_Work required_
Word for word, set down the entries below.

_Dataset records_
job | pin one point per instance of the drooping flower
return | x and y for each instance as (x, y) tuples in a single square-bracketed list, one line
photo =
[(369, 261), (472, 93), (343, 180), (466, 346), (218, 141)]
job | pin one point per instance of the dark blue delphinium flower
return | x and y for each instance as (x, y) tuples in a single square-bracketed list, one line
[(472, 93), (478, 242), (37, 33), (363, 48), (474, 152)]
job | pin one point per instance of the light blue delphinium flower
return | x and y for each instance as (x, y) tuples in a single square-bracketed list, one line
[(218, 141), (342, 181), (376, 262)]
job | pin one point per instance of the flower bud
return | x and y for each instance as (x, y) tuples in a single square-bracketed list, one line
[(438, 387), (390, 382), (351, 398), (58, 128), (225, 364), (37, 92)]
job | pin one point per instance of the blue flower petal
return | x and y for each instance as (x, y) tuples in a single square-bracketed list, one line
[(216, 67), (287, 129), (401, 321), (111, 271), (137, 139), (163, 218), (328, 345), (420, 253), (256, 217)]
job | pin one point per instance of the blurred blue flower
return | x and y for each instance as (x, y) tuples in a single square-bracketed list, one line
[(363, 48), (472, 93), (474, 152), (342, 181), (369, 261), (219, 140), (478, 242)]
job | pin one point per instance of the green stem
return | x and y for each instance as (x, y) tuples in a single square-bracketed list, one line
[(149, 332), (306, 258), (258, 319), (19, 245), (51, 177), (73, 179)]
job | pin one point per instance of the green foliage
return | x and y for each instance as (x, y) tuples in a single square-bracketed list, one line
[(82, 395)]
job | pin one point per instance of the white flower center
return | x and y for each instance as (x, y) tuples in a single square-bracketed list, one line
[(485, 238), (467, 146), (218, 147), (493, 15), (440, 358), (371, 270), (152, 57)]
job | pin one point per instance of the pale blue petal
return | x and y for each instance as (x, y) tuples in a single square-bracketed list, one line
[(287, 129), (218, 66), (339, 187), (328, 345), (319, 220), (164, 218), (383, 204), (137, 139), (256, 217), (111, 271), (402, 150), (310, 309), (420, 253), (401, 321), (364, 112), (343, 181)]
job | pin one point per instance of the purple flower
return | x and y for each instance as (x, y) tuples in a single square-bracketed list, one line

_Result for this exercise_
job | pin one point per instance of the drooping flower
return | x and y for each instance as (x, y) tuples in a single square-bracketed list, one line
photo =
[(369, 261), (472, 93), (343, 180), (466, 346), (218, 141)]
job | pin one point per instance of the dark blue delphinium flower
return | x and y for each instance as (x, y) tuples in a single square-bracketed list, one line
[(472, 93), (478, 242), (37, 33), (363, 48), (474, 152)]
job | pin one point per instance of the light blue delphinium flower
return | x and y for each instance as (x, y) tuples in a single square-bracketed list, one line
[(218, 141), (342, 181), (376, 262)]
job | pin one point per instance of the flower bud
return | x and y for each instance as (x, y) tuples in a single square-bracketed list, one line
[(438, 387), (390, 382), (351, 398), (58, 128), (225, 364), (37, 92)]
job | pin one point per instance of the blue flower petal
return | x and y for each instance as (x, y) tuples in a single square-bracketed list, one line
[(216, 67), (287, 129), (401, 321), (111, 271), (137, 139), (163, 218), (328, 345), (420, 253), (256, 217)]
job | pin one point per instance of the blurred blue flower
return | x and y for each instance as (x, y) tuples in a single square-bracketed list, one line
[(363, 48), (472, 93), (474, 152), (342, 181), (369, 261), (219, 140), (478, 242)]
job | pin one point per instance of the green stem
return | x and y for each instance as (x, y) tuples in a single square-bracketed list, one line
[(149, 332), (306, 258), (258, 319), (19, 245), (51, 177), (73, 179)]
job | pin one point per instance of the green foliage
return | x and y for each instance as (x, y) tuples in a single square-bracketed list, one line
[(82, 395)]
job | pin one point per instance of the white flower center
return | x and y for each instance as (x, y) tuples in a single square-bracketed list, one line
[(485, 238), (467, 146), (218, 147), (493, 15), (440, 358), (371, 270), (152, 57)]
job | pin one point per instance of the pale blue petal
return | x and y for each instance as (x, y) tuples in a single square-bracketed list, one line
[(287, 129), (218, 66), (339, 187), (328, 345), (319, 220), (164, 218), (383, 204), (137, 139), (256, 217), (111, 271), (402, 150), (310, 309), (420, 253), (401, 321), (364, 112), (343, 181)]
job | pin one point per instance of the purple flower
return | x and y for each instance as (x, y) tuples in a single square-bracketed list, one line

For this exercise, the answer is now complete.